Request: Quote all of the data exactly as given. Skip every picture it contains.

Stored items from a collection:
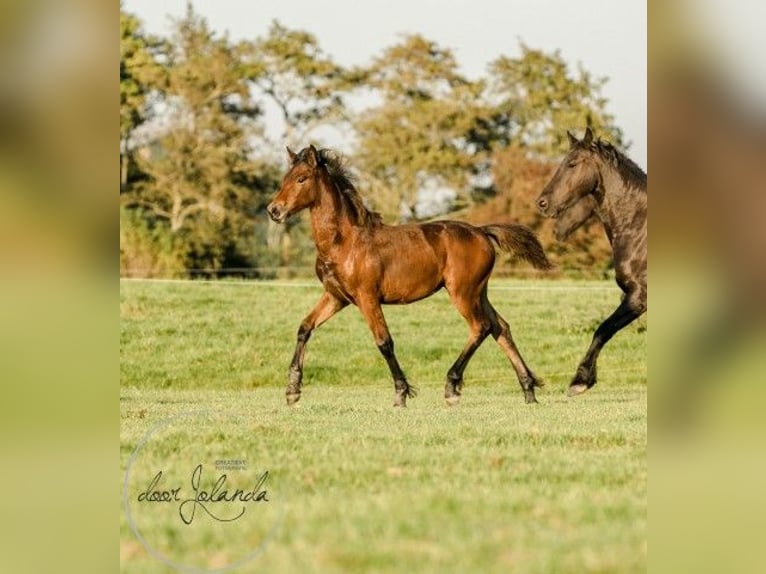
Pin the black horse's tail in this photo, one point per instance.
(520, 240)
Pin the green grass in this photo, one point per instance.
(492, 485)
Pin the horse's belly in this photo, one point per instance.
(410, 284)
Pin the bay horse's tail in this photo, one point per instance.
(521, 240)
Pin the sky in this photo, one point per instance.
(607, 37)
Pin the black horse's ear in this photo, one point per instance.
(312, 158)
(588, 137)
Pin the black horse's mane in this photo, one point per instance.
(629, 171)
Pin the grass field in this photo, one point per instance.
(492, 485)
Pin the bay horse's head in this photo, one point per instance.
(576, 177)
(300, 186)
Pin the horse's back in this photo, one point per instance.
(418, 259)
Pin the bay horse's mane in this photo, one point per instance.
(632, 175)
(340, 174)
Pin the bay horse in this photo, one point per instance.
(362, 261)
(595, 176)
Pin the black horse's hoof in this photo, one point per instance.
(292, 398)
(577, 389)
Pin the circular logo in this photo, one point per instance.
(201, 494)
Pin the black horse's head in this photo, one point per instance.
(576, 177)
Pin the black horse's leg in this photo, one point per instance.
(631, 308)
(326, 307)
(501, 331)
(373, 314)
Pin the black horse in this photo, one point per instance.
(596, 178)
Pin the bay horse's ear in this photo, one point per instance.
(312, 158)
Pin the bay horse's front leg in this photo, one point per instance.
(632, 306)
(327, 306)
(373, 314)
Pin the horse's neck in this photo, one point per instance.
(329, 224)
(618, 204)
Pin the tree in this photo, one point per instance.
(289, 68)
(537, 98)
(203, 184)
(418, 138)
(140, 73)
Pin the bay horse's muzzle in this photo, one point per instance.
(277, 213)
(542, 205)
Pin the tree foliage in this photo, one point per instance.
(537, 98)
(424, 139)
(417, 138)
(201, 182)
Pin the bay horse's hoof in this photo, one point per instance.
(292, 398)
(577, 389)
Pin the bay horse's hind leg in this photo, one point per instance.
(326, 307)
(501, 331)
(480, 327)
(373, 314)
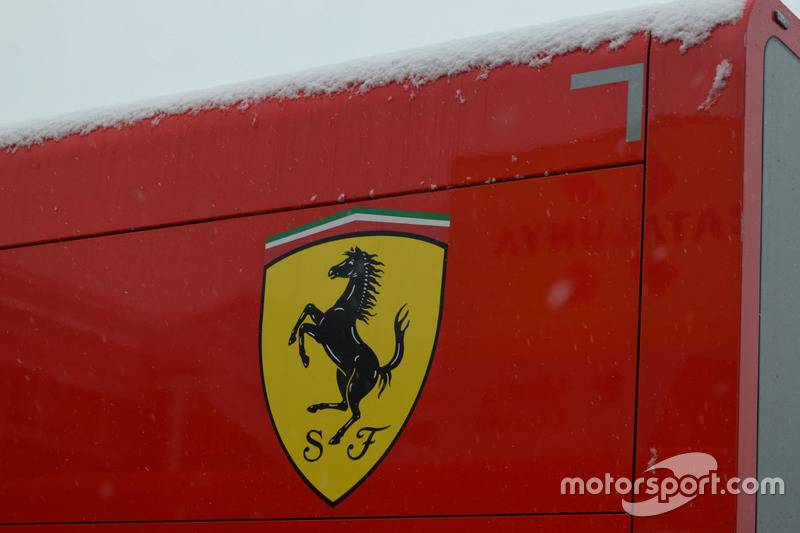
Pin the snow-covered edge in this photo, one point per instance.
(687, 21)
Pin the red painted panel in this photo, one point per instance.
(130, 386)
(275, 155)
(511, 524)
(689, 351)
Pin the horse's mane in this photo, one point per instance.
(371, 275)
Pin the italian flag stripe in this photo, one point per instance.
(359, 214)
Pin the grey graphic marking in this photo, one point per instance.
(634, 75)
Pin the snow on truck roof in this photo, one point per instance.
(687, 21)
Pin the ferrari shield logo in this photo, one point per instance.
(348, 332)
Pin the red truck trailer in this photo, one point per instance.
(545, 283)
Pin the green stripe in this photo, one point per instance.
(355, 211)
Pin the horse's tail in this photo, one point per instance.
(385, 372)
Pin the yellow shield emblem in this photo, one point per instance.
(348, 331)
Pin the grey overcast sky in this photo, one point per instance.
(61, 56)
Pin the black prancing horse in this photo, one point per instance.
(335, 329)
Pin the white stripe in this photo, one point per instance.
(359, 217)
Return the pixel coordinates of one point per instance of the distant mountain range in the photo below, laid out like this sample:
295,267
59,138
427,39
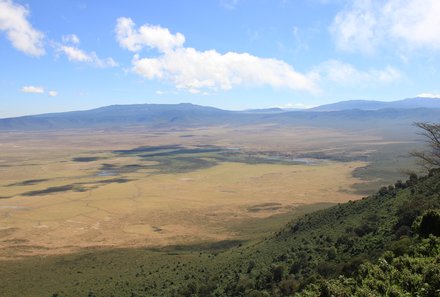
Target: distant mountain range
351,115
417,102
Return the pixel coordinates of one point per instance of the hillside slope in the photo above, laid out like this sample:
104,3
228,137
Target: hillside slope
319,254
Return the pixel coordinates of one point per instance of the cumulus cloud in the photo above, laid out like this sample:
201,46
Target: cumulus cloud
150,36
32,89
14,22
365,25
76,54
71,38
229,4
194,71
344,73
53,93
428,95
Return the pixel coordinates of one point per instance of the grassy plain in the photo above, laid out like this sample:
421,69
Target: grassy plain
112,209
80,189
63,191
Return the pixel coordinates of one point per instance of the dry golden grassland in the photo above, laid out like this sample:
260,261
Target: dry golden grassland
53,204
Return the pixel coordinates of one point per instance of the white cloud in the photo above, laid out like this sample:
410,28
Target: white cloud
77,55
193,70
229,4
428,95
147,35
365,25
71,38
32,89
344,73
13,21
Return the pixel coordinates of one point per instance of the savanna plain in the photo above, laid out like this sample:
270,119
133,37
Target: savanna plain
73,199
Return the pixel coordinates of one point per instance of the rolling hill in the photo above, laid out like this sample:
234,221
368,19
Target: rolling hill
187,115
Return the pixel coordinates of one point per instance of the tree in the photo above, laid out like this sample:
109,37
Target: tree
429,159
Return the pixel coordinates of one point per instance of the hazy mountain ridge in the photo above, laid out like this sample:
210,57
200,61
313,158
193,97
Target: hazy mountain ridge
409,103
189,115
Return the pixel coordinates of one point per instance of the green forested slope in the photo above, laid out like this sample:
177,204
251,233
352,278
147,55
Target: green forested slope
377,246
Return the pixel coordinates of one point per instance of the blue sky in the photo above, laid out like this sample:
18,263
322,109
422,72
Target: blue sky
60,55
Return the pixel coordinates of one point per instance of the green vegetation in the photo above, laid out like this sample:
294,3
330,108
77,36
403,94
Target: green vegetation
383,245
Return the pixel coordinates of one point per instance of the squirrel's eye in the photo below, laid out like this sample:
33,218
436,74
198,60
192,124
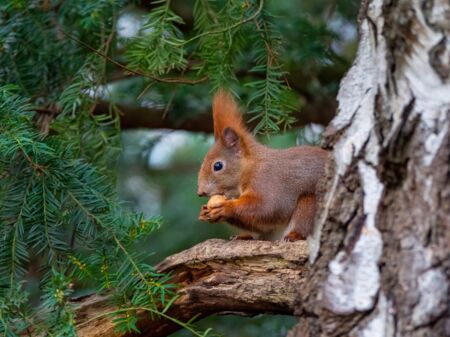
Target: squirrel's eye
218,165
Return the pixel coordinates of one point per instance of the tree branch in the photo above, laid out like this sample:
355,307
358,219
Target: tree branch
215,277
132,117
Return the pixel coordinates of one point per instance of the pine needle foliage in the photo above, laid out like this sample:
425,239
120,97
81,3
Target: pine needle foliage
58,206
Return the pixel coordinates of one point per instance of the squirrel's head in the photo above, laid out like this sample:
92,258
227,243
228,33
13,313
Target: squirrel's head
221,169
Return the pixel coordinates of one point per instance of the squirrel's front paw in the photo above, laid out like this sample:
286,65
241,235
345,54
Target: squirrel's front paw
204,213
219,212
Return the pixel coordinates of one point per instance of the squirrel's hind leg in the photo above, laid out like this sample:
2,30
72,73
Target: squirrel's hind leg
302,220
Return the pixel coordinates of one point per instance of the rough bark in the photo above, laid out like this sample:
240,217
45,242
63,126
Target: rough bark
215,277
381,249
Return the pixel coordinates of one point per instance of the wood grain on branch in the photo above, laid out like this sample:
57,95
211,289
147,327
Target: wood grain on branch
215,277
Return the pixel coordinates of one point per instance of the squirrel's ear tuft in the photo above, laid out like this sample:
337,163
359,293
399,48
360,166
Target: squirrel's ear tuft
230,138
226,115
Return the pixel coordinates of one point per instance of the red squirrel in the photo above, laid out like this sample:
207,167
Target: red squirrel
265,190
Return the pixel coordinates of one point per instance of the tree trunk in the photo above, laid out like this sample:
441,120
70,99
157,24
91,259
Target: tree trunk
381,249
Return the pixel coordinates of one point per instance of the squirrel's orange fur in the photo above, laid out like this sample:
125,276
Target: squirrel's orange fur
266,189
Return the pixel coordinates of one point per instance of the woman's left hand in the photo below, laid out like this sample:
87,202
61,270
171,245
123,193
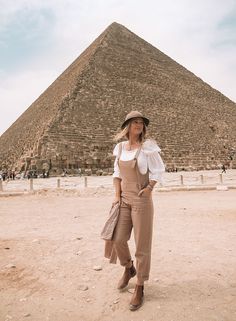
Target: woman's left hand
145,191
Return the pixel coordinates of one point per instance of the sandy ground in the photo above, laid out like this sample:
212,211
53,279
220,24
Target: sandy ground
49,245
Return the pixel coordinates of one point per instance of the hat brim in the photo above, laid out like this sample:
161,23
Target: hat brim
146,121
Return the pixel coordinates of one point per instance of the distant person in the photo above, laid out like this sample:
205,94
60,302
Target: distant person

Output of the task:
Pin the black horse's tail in this photo, one point per instance.
(520, 240)
Pin the green grass in this photo, one point per instance.
(492, 485)
Pin the horse's belly in this photo, one point per instance.
(410, 284)
Pin the bay horse's tail in this photo, one point per instance.
(521, 240)
Pin the sky in this photo, one point per instance.
(607, 37)
Pin the black horse's ear in this photo, one point per instance.
(312, 158)
(588, 137)
Pin the black horse's mane in this photo, one point per instance.
(629, 171)
Pin the grass field in this photo, one point per instance.
(492, 485)
Pin the bay horse's head in this photo, one point per instance.
(576, 177)
(300, 186)
Pin the horse's back in this photo, one point per instance.
(418, 259)
Pin the bay horse's mane in this photo, one point per instance.
(632, 175)
(340, 174)
Pin the bay horse in this photo, one point per instance.
(362, 261)
(595, 176)
Pin the black horse's hoof in this photo, one point per instance.
(292, 398)
(577, 389)
Pin the circular logo in this photo, one point per instance.
(201, 494)
Pin the black horse's head in this photo, one point per instance.
(576, 177)
Pin the black horse's leg in this photo, one point per instance.
(631, 308)
(326, 307)
(501, 331)
(373, 314)
Pin the black horse in this photo, one point per instance.
(596, 178)
Pin the bay horse's ear in this photo, one point per instance.
(312, 158)
Pin the bay horse's front leg in this photo, one point per instance.
(632, 306)
(327, 306)
(373, 314)
Pin the horse's neck in this photo, one point per instance.
(329, 224)
(618, 204)
Pin the tree in this photo, one point per instance.
(289, 68)
(537, 98)
(203, 184)
(418, 138)
(140, 73)
Pin the bay horse's muzzle in this photo, one point per instance.
(277, 213)
(542, 205)
Pin the tree foliage in this photo, one point per instance.
(537, 98)
(424, 139)
(417, 138)
(201, 182)
Pin the bay horse's hoof in this photo, one point per instance.
(292, 398)
(577, 389)
Pin the bay horse's hind leg in this photo, one point per instance.
(326, 307)
(501, 331)
(480, 327)
(373, 314)
Pin the snow-covered edge in this photo, one point per instance.
(687, 21)
Pin the red painted panel in this photo, one point per instance.
(130, 386)
(275, 155)
(511, 524)
(689, 351)
Pin the horse's mane in this photo, one point per instance.
(371, 275)
Pin the italian flag stripe in this photo, one point per instance.
(359, 214)
Pin the grey graphic marking in this photo, one point per instance.
(634, 75)
Pin the snow on truck roof in this photo, one point per instance.
(687, 21)
Pin the ferrari shield logo in this photo, one point per instance.
(348, 332)
Pin the red truck trailer in this photo, one point per instance.
(545, 283)
Pin the green stripe in this photo, one point per instance.
(355, 211)
Pin the horse's tail in this photo, one point per instance.
(385, 372)
Pin the yellow shield emblem in this photo, one point per instance.
(348, 331)
Pin the grey overcast sky in this photo, one point per instance.
(61, 56)
Pin the black prancing horse in this photo, one point per instance.
(335, 329)
Pin the white stripe in this photo, one point per instance.
(359, 217)
Return the pixel coordinates of one point per instance of the distant mountain range in the photo below, laid out like this sample:
295,267
59,138
427,39
Target: distant mountain range
351,115
417,102
Return the pixel coordinates of one point per instance of the hillside slope in the photo above, laid out like this sample:
104,3
228,137
Target: hillside slope
319,254
Return the pixel coordinates of one point per instance of the cumulus cloud in the photo above, laid out like this sample:
201,46
Target: cumulus cloud
150,36
32,89
14,22
365,25
76,54
71,38
229,4
194,71
344,73
53,93
428,95
Return the pixel coordinates of one point per instance of the grassy plain in the photo above, laid out like this sample:
421,69
Target: grassy plain
112,209
80,189
63,191
Return the pixel coordinates of one point per instance of the dry golden grassland in the photo above, laid out like this sample:
260,261
Target: dry golden grassland
53,204
Return the pixel coordinates of one point per instance of the white cloud in the photo above, laid out like this sample:
410,28
Target: white cloud
77,55
193,70
229,4
428,95
147,35
365,25
71,38
32,89
344,73
13,21
Return the pixel coordinates of one point per instance of the savanna plain in the photo above, laid out like this sample:
270,119
133,37
Target: savanna plain
73,199
Return the pixel coordinates of one point per instance of the rolling hill in the photo above, laid out like this sample:
234,221
368,19
Target: rolling hill
187,115
Return the pixel coordinates of one point per instance of the tree in the photo above, laid out like this sample:
109,37
Target: tree
429,159
Return the pixel coordinates of one point per instance of the hazy mountain ridge in the photo above, laid out like this sample:
210,57
200,61
313,158
193,97
Target: hazy mountain ridge
409,103
189,115
Return the pixel coordinates of one point per instance of the green forested slope in the photo above, laid out like this sample:
177,204
251,233
352,278
147,55
Target: green forested slope
377,246
Return the pixel coordinates of one point per instance of the blue sky in the photo above, laid out like this sample:
18,263
322,109
422,72
Target: blue sky
60,55
Return the pixel coordinates of one point per instance of the green vegetation in the photo above, laid out like this sample:
294,3
330,108
77,36
403,94
Target: green vegetation
383,245
Return the pixel coordinates of one point per instance of the squirrel's eye in the photo below, laid out like this sample:
33,218
436,74
198,60
192,124
Target: squirrel's eye
218,165
Return the pixel coordinates of one point per instance of the tree branch in the photo above, laid out like this sample:
355,307
358,219
Target: tree branch
215,277
132,117
Return the pixel coordinates of one point per instance of the pine needle foliage in the photo above, laid out like this sample:
425,239
120,97
81,3
Target: pine needle foliage
58,206
Return the pixel coordinates of one point per instance of the squirrel's head in the photo above, laid out like this sample:
92,258
227,243
228,33
13,313
Target: squirrel's head
221,169
Return the pixel coordinates of one point per instance of the squirrel's front paw in the photo above, laid out like this sample:
286,65
241,235
345,54
Target: squirrel's front paw
204,213
219,212
Return the pixel coordinates of one point per instance of the squirrel's hind leg in the photo above, laid out like this sample:
2,30
72,73
Target: squirrel's hind leg
302,220
Return the pixel coordinates of one point per instance of the rough bark in the photo above, laid out like this sample:
240,217
45,242
63,126
Target: rough bark
215,277
381,249
Return the pixel coordinates of one point per instance of the wood grain on branch in the photo above, laid out like this sample:
57,95
211,289
147,327
Target: wood grain on branch
215,277
Return the pixel coordinates of one point per instance of the squirrel's ear tuft in the photo above, laid out like this sample:
337,163
359,293
399,48
360,166
Target: squirrel's ear tuft
230,138
226,115
Return the pixel coordinates of one point per instance of the red squirrel in the photo above, laid out like this sample:
207,167
Target: red squirrel
265,190
Return the pixel coordinates of one point per instance of the tree trunk in the photo above, laid out like this sample:
441,120
70,99
157,24
91,259
Target: tree trunk
381,249
Return the pixel coordinates of one point per instance of the squirrel's orange fur in the photo above, laid out like this sample:
125,276
Target: squirrel's orange fur
266,189
Return the pixel coordinates of one point per instance of the woman's left hand in the photo below, laid out like this sample:
87,202
61,270
171,245
123,193
Target: woman's left hand
145,191
Return the pixel coordinates of one point per instance of the sandy ground in the photo above, laid out like this sample:
212,211
53,279
220,24
Target: sandy ground
49,245
Return the pixel coordinates of one point per instance of the hat brim in the photo above, laid out like this sample:
161,23
Target: hat brim
146,121
Return the pixel coordinates of one point per instance of the distant person in the photo above, laid out like this sample:
205,94
60,302
Target: distant person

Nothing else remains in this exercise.